**Provided data**
-*-

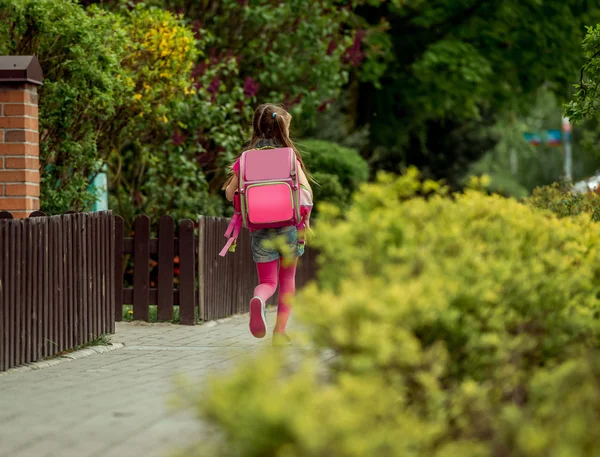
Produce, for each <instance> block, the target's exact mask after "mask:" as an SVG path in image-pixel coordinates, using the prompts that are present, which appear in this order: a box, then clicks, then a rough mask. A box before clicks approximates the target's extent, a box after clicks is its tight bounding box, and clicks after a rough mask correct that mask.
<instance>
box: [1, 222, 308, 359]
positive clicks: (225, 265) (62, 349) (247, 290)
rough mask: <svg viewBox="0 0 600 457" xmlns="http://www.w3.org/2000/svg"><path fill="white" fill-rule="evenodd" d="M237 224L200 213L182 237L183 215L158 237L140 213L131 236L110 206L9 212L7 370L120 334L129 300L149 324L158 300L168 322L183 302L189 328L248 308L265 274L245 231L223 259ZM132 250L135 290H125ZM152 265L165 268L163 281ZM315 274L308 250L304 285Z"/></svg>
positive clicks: (235, 312)
mask: <svg viewBox="0 0 600 457" xmlns="http://www.w3.org/2000/svg"><path fill="white" fill-rule="evenodd" d="M228 222H229V220H228V219H225V218H210V217H203V218H200V220H199V222H198V235H196V234H195V225H194V223H193V222H192V221H190V220H183V221H180V222H179V224H178V236H177V237H176V236H175V232H176V230H175V221H174V220H173V218H172V217H170V216H163V217H161V218H160V220H159V223H158V237H157V238H152V237H151V223H150V219H149V218H148V217H147V216H139V217H138V218H136V220H135V223H134V233H133V236H132V237H126V236H125V233H124V223H123V219H122V218H121V217H118V216H115V217H113V216H112V214H111V213H110V212H102V213H87V214H86V213H78V214H75V213H67V214H64V215H62V216H53V217H46V215H45V214H44V213H41V212H35V213H32V215H31V216H30V218H29V219H19V220H12V216H11V215H10V214H9V213H6V212H0V371H3V370H7V369H8V368H11V367H14V366H17V365H21V364H24V363H28V362H32V361H37V360H40V359H42V358H45V357H51V356H53V355H56V354H58V353H61V352H64V351H66V350H69V349H72V348H75V347H77V346H80V345H83V344H86V343H89V342H90V341H92V340H94V339H95V338H97V337H99V336H100V335H102V334H107V333H114V323H115V321H119V320H121V319H122V315H123V305H124V304H131V305H133V306H132V307H133V319H135V320H145V321H147V320H149V307H150V305H153V304H155V305H157V319H158V320H159V321H170V320H172V319H173V316H174V306H179V322H180V323H181V324H187V325H193V324H194V323H195V322H196V321H197V320H198V319H199V320H203V321H208V320H214V319H219V318H223V317H227V316H231V315H233V314H238V313H245V312H247V311H248V304H249V300H250V298H251V297H252V293H253V289H254V287H255V286H256V284H257V280H258V278H257V274H256V267H255V265H254V262H253V261H252V255H251V252H250V236H249V234H248V232H247V231H245V230H244V231H242V234H241V236H240V239H239V240H238V248H237V252H236V253H235V254H229V255H227V257H226V258H222V257H220V256H219V251H220V250H221V248H222V246H223V244H224V243H225V241H226V240H225V238H224V236H223V233H224V232H225V230H226V228H227V225H228ZM128 256H132V257H133V278H132V284H133V287H124V277H125V271H124V268H125V265H126V260H127V258H128ZM174 258H178V263H177V265H176V266H177V269H178V270H179V271H175V269H174V266H175V265H174ZM154 259H156V260H154ZM151 262H157V265H158V274H157V276H156V278H153V279H152V282H155V283H156V284H153V283H152V282H151V276H150V263H151ZM196 267H198V269H197V271H196ZM314 272H315V253H314V251H312V250H311V249H307V251H306V253H305V255H304V256H303V258H302V260H301V261H300V264H299V267H298V272H297V281H296V283H297V287H298V288H301V287H302V286H303V285H304V284H306V282H307V281H309V280H311V279H313V277H314ZM175 280H176V281H175ZM175 282H177V283H178V287H175ZM274 303H275V298H274V299H273V300H272V301H271V304H274Z"/></svg>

-*-

Tell how many lines of the listing include the word "instance"; the number alone is the answer.

**Reply**
2